Rows from a dataset:
#####

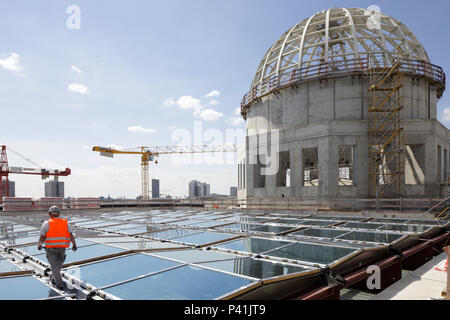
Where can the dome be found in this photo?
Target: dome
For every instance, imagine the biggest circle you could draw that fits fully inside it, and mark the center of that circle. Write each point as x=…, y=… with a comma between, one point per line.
x=338, y=37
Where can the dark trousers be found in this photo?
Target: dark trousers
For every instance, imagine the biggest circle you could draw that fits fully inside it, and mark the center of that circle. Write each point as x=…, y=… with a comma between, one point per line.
x=56, y=258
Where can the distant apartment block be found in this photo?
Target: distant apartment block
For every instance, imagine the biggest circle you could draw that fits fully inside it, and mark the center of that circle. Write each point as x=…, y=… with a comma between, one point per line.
x=199, y=189
x=54, y=189
x=155, y=188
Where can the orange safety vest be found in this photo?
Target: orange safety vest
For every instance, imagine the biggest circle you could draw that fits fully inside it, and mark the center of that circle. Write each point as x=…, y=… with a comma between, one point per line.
x=58, y=235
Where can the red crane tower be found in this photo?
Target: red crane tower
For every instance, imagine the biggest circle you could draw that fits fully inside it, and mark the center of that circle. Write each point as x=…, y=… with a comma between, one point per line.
x=5, y=170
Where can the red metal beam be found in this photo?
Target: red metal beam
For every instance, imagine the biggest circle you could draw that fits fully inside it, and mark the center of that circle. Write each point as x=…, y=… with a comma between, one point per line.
x=322, y=293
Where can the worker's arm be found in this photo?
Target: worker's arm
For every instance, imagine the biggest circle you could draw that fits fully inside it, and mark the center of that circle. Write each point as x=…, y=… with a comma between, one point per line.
x=41, y=241
x=74, y=244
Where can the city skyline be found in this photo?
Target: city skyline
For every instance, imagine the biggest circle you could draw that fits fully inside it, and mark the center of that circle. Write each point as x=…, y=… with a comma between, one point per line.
x=137, y=82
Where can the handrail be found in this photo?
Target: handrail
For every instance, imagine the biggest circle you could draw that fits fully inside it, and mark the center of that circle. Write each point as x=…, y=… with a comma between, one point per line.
x=432, y=208
x=325, y=70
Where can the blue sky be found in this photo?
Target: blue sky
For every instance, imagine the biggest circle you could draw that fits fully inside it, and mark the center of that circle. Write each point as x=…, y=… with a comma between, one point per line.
x=129, y=58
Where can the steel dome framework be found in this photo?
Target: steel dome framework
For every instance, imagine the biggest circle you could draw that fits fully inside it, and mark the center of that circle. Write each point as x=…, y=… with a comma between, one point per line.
x=335, y=36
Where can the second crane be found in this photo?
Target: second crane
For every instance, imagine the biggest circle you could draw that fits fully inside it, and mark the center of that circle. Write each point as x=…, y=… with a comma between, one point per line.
x=148, y=154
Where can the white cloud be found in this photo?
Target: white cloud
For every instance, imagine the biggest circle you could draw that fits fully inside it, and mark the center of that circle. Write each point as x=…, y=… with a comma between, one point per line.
x=169, y=102
x=188, y=102
x=236, y=121
x=139, y=129
x=213, y=94
x=446, y=114
x=113, y=146
x=76, y=69
x=11, y=62
x=210, y=115
x=78, y=88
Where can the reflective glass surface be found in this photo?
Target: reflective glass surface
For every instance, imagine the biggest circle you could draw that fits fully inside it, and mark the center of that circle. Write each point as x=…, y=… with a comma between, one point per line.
x=371, y=236
x=406, y=228
x=252, y=245
x=185, y=222
x=89, y=223
x=19, y=241
x=122, y=227
x=288, y=221
x=361, y=225
x=204, y=237
x=272, y=229
x=192, y=256
x=311, y=252
x=142, y=245
x=241, y=226
x=18, y=235
x=119, y=269
x=318, y=222
x=6, y=266
x=254, y=268
x=24, y=288
x=425, y=222
x=197, y=284
x=140, y=229
x=33, y=250
x=320, y=233
x=172, y=233
x=209, y=224
x=84, y=253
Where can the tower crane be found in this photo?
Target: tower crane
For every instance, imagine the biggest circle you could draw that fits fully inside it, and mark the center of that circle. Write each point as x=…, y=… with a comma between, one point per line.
x=148, y=154
x=5, y=170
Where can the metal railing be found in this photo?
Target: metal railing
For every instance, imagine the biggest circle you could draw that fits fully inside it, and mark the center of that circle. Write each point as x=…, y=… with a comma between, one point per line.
x=326, y=70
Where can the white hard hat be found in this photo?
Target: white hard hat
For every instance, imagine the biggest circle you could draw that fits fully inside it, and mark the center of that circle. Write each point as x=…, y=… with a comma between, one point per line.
x=54, y=209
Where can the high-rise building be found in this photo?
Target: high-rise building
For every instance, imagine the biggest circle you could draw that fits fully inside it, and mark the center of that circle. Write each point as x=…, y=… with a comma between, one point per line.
x=12, y=189
x=194, y=189
x=155, y=188
x=54, y=189
x=199, y=189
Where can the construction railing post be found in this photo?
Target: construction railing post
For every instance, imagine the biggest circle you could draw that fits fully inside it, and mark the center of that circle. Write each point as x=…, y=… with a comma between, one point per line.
x=447, y=251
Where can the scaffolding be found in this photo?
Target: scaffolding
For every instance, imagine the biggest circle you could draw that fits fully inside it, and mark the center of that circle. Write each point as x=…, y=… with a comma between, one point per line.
x=386, y=145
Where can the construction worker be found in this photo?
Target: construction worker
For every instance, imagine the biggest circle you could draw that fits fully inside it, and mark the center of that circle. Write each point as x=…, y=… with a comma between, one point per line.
x=57, y=235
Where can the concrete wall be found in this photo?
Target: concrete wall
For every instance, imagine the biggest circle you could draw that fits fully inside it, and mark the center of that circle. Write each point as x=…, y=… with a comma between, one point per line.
x=331, y=113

#####

- **What to produce**
What you return should match the records above word for word, minus the pictures.

- **Solved exercise**
Where can the dome be found in this photo?
Target: dome
For every instance, imagine the biggest circle you could draw that fits fully inside it, and mark the center of that circle. Write each point as x=…, y=… with a comma between, one point per line.
x=338, y=37
Where can the dark trousers be found in this photo?
Target: dark trousers
For every instance, imagine the biggest circle you could draw that fits fully inside it, and mark the center of that circle. Write each point as x=…, y=… with a comma between, one point per line.
x=56, y=258
Where can the distant apartment block be found in this photo?
Target: distant apartment block
For every instance, imagine the biggest circle you could draw that fits fully inside it, and mark the center of that circle. Write each point as x=…, y=… with a comma between, one point per line.
x=199, y=189
x=54, y=189
x=155, y=188
Where can the orange safety vest be found in this photo?
Target: orange safety vest
For every instance, imagine the biggest circle you could draw that fits fully inside it, and mark the center of that circle. Write each point as x=…, y=… with a comma between, one point per line.
x=58, y=235
Where can the red crane tower be found in this photo?
Target: red crane tower
For every instance, imagine the biggest circle you could draw that fits fully inside it, and mark the center of that circle. Write each point as x=…, y=… with a comma between, one point per line.
x=5, y=170
Where can the red metal beam be found in this photo?
Target: red metal beam
For every instance, imagine the biggest circle you could draw that fits fully inside it, and mark the center of that circle. Write each point as x=…, y=… with a comma between, one point per line.
x=322, y=293
Where can the worker's arm be found in this photo?
Target: worker's arm
For every instance, imagine the biggest circle you could draw that fits fully inside it, and mark the center of that circle. Write each point as x=…, y=… with a comma between, one point per line.
x=41, y=241
x=74, y=244
Where can the city skyline be found in this photo?
Target: city skyline
For every instance, imagine the biggest circle you could draw that fits fully inside it, and mark the center of that circle. Write each point as x=…, y=… with a comma between, one point per line.
x=137, y=82
Where can the handrail be found in this photo?
Target: handrail
For every instance, imagine the biggest circle you could draw that fits fully inside it, and mark the center of that circle. Write each point as x=…, y=… with a comma between, one point per line.
x=432, y=208
x=325, y=70
Where can the blue sky be found in this photo?
Target: blue sky
For every instance, imagine the biggest circle you could draw that fits fully inside it, and mark the center of that circle. Write each point as x=…, y=… with a comma between, one point per line.
x=129, y=58
Where can the steel dome framework be found in this photo?
Target: steel dome framework
For every instance, imagine the biggest circle you could draw that fits fully inside it, and mark the center of that circle. Write each point as x=…, y=… with a comma between, one point per line.
x=335, y=36
Where can the second crane be found in this photo?
Target: second crane
For every instance, imagine the biggest circle you could draw that fits fully inside it, and mark the center of that circle. Write each point as x=…, y=… with a comma between, one point per line.
x=148, y=154
Where can the white cloud be found in this photo?
Target: white cloud
For every instance, imagine the biggest circle you could draw that fits fully inside it, and mark the center of that circle. Write each point as x=…, y=… with a comma between, one point per line.
x=169, y=102
x=188, y=102
x=236, y=121
x=139, y=129
x=213, y=94
x=446, y=114
x=113, y=146
x=76, y=69
x=11, y=62
x=210, y=115
x=78, y=88
Where can the reflective glass surface be found in this photo?
Target: reflective glass surface
For every instance, imagine the biggest circle you could draw that fits fully inside it, and mark the center of that circle. Write each point as x=…, y=… with a comma between, one point per line.
x=371, y=236
x=406, y=228
x=252, y=245
x=185, y=222
x=89, y=223
x=19, y=241
x=122, y=227
x=288, y=221
x=361, y=225
x=204, y=237
x=272, y=229
x=192, y=256
x=311, y=252
x=142, y=245
x=241, y=226
x=18, y=235
x=119, y=269
x=318, y=222
x=6, y=266
x=254, y=268
x=24, y=288
x=425, y=222
x=197, y=284
x=140, y=229
x=33, y=250
x=320, y=233
x=172, y=233
x=209, y=224
x=84, y=253
Where can the tower crane be found in this photo?
Target: tower crane
For every instance, imagine the biggest circle you could draw that fits fully inside it, and mark the center of that circle. Write each point as x=…, y=… with a comma between, one point per line.
x=148, y=154
x=5, y=170
Where can the metal railing be found in this photo?
Target: metal railing
For every instance, imagine the biggest circle you could draw that fits fully inside it, and mark the center of that circle. Write each point as x=…, y=… with a comma between, one point per line.
x=326, y=70
Where can the white hard hat be found in this photo?
Target: white hard hat
For every instance, imagine the biggest circle you could draw that fits fully inside it, and mark the center of that circle. Write each point as x=…, y=… with a comma between, one point per line.
x=54, y=209
Where can the high-rise building be found in this photo?
Target: high-rise building
For every instance, imagine the biggest circle you could draw that fits fully inside it, and mark the center of that circle. Write each point as x=…, y=… with a comma between, one point per line.
x=12, y=189
x=194, y=189
x=155, y=188
x=54, y=189
x=199, y=189
Where can the construction railing post be found in this photo?
Target: construction railing post
For every instance, imagine the biggest circle you could draw that fits fully inside it, and mark the center of that circle. Write each point as x=…, y=… with a comma between, one point per line.
x=447, y=251
Where can the scaffolding be found in this photo?
Target: scaffolding
For every instance, imagine the biggest circle you could draw that fits fully inside it, and mark the center of that circle. Write each point as x=…, y=… with a comma between, one point per line.
x=386, y=145
Where can the construction worker be found in this photo?
Target: construction worker
For every instance, imagine the biggest circle you could draw that fits fully inside it, and mark the center of that circle. Write each point as x=…, y=… with a comma between, one point per line.
x=57, y=235
Where can the concrete wall be found in this photo?
Target: concrete wall
For every instance, imagine the biggest circle you could draw that fits fully inside it, and mark the center of that circle. Write each point as x=…, y=… with a comma between, one point per line.
x=331, y=113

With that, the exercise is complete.